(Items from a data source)
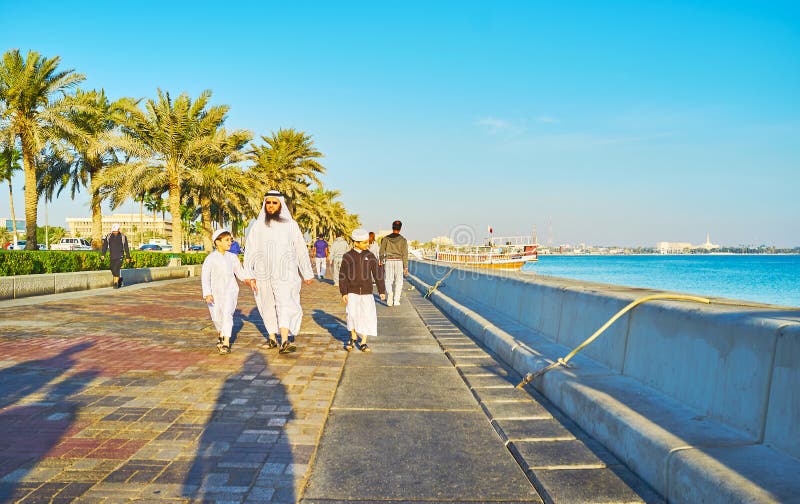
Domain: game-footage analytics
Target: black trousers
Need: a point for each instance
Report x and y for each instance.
(116, 265)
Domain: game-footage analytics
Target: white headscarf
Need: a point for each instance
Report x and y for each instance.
(291, 254)
(284, 214)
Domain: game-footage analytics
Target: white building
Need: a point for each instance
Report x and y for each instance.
(708, 246)
(129, 223)
(673, 247)
(8, 225)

> _Work item_: Repeat the records word for word and drop any pictures.

> _Finished task_:
Domain: game-footage analytics
Target: black trousers
Need: a point for each instance
Report x and y for each instance.
(116, 265)
Domain: game-footage analytics
Target: white headscarf
Need: a point for each instance
Report x and y for each instance.
(291, 254)
(284, 214)
Domain: game-footage analytics
Target: white building
Need: a point for each instance
Report x and y for each instance.
(708, 246)
(129, 223)
(673, 247)
(8, 225)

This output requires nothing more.